- **Source material**:
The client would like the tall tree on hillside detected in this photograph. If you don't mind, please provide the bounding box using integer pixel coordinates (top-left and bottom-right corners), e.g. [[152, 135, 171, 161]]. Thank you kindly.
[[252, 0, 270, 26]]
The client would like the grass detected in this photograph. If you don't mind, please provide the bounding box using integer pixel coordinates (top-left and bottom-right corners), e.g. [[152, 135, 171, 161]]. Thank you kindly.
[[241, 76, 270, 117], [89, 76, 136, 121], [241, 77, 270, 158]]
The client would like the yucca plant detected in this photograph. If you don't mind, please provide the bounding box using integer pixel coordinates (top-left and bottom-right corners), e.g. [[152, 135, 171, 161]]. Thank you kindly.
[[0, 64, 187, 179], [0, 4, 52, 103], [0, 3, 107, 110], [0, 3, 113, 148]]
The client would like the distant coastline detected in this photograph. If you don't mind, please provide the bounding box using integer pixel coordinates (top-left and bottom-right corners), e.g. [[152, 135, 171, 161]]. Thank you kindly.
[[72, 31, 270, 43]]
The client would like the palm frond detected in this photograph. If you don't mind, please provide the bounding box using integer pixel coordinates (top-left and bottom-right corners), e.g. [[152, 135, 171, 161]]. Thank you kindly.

- **The task**:
Repeat exactly the lines starting at the line with "The client would like the distant" and ending with the final line of the entries. Include nothing else.

- **Problem solution**:
The client would like the distant coastline detected in this photograph. If you don't mind, please provide the bounding box using integer pixel coordinates (top-left and bottom-right corners), e.g. [[152, 135, 171, 161]]. Thank you kindly.
[[72, 31, 270, 43]]
The client would like the palm frond detected in this photograph. If you don't mind, please provide the bounding box using integer pixel coordinates (top-left and bottom-right corners), e.g. [[152, 135, 171, 161]]. Thank you kindly.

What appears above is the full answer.